*Tindakan yang Diperlukan*:
a. Terjemahkan kalimat "Tahun ini memang tahun terberat yang harus dilalui." dari teks tentang industri manufaktur ke dalam bahasa Inggris.
b. Menurut teks tentang industri manufaktur, sejak kapan Purchasing Manager's Index (PMI) manufaktur Indonesia meningkat?
c. Lanjutkan teks tentang industri manufaktur mulai setelah kalimat terakhir yang ditampilkan.

*Teks Sumber*:
Ini skenario yang optimis seiring dengan berjalannya pemulihan ekonomi nasional yang dilakukan pemerintah dan berbagai pemangku kepentingan. Demikian kata Kepala Badan Pengembangan Sumber Daya Manusia Industri (BPSDMI) Kemenperin Eko S.A. Cahyanto. Klaim Pemerintah ini membawa angin segar bagi dunia industri dan dunia usaha pada umumnya. Meski sikap dan penilaian realistis tetap harus dikedepankan agar Indonesia tidak terjebak dalam deindustrialisasi pasca pandemi.
Pertumbuhan PDB industri pengolahan nonmigas bakal terus berlanjut hingga triwulan IV-2020 seiring dengan peningkatan ekspor dan Purchasing Manager’s Index (PMI) manufaktur Indonesia yang meningkat sejak Oktober 2020.
Meski demikian, pertumbuhannya masih akan terkontraksi sekitar 2,22 persen. Tahun ini memang tahun terberat yang harus dilalui. Sekotor kesehatan sudah berjuang bertaruh nyawa dalam menyelamatkan masyarakat dari pandemi yang meluluh lantakkan perekonomian dunia. Hingga hari ini penyebaran Covid-19 semakin menunjukkan tanda-tanda yang memprihatinkan. Sementara ekonomi warga makin megap-megap.
Adapun subsektor yang mendukung perbaikan kinerja manufaktur nasional saat ini, antara lain industri farmasi, produk, obat kimia dan obat tradisional, industri bahan kimia dan barang dari bahan kimia, industri logam dasar, serta industri makanan.

*Data yang Diekstrak*:
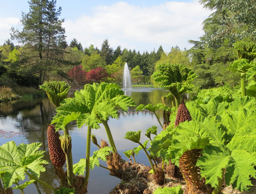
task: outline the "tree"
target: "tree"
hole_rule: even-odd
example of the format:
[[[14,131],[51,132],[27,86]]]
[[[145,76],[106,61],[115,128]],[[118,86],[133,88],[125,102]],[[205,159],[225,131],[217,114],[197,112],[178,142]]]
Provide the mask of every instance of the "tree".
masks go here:
[[[86,81],[87,83],[100,83],[106,80],[108,74],[105,69],[97,67],[91,70],[86,74]]]
[[[109,47],[108,39],[105,39],[101,44],[100,56],[107,65],[111,64],[113,62],[113,48]]]
[[[77,47],[78,50],[83,51],[82,46],[81,43],[78,43],[75,38],[74,38],[71,40],[70,44],[70,47],[71,48]]]
[[[65,40],[64,19],[59,19],[61,8],[56,10],[55,0],[30,0],[30,11],[22,12],[22,31],[12,27],[11,37],[24,44],[25,54],[20,56],[20,68],[39,77],[41,85],[47,74],[60,67],[63,51],[58,46]]]
[[[86,72],[82,69],[82,65],[74,66],[67,74],[78,85],[83,85],[86,82]]]
[[[160,64],[152,75],[156,84],[170,91],[175,99],[176,108],[180,104],[181,94],[195,87],[192,84],[196,75],[186,66],[179,64]]]
[[[136,65],[135,67],[132,70],[130,71],[130,75],[133,78],[133,82],[138,82],[140,76],[142,75],[143,72],[140,68],[139,65]]]
[[[97,51],[93,51],[91,56],[85,55],[84,57],[82,65],[84,69],[88,72],[96,67],[104,67],[106,63]]]
[[[200,0],[214,10],[203,22],[203,37],[210,47],[218,48],[225,39],[232,43],[245,38],[255,40],[256,8],[254,0]]]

*Bagian Jawaban*:
a. This year is indeed the toughest year to get through.

b. Sejak Oktober 2020.

c.
Untuk tahun 2021 Pemerintah optimis seluruh subsektor industri pengolahan nonmigas sudah membaik sehingga mampu mendorong pertumbuhan secara keseluruhan yang lebih tinggi lagi, tutur Eko.
Hal senada disampaikan Ekonom Senior Institute for Development of Economics and Finance (Indef) Faisal Basri, yang memprediksi hampir semua sektor industri pengolahan nonmigas akan mengalami pemulihan pada 2021.
Hampir semua bisa tumbuh lebih tinggi, tapi yang penting adalah industri farmasi, baik untuk manusia dan hewan. Sehingga kita nanti ongkosnya turun, peternakan kita bagus, unggas kita juga bagus, karena ketergantungannya makin turun.
Industri makanan dan minuman, lanjut dia, juga termasuk sektor yang tetap tumbuh positif di tengah pandemi Covid-19 karena produk dari industri tersebut merupakan barang konsumsi yang tetap dibutuhkan masyarakat.
Selanjutnya, yakni industri otomotif, yang memang pada dasarnya sudah kuat dan tinggal menunggu waktu untuk pulih. Ini pendapat Faisal Basri.
Eko menambahkan investasi industri manufaktur bisa menjadi penopang pemulihan ekonomi nasional pada 2021. Investasi industri manufaktur pada tahun depan diproyeksi tumbuh sebesar 22 persen atau mencapai Rp323,56 triliun.
?Kemenperin mencatat investasi manufaktur pada Januari-September 2020 tumbuh 37,1 persen dibanding pada periode yang sama tahun lalu.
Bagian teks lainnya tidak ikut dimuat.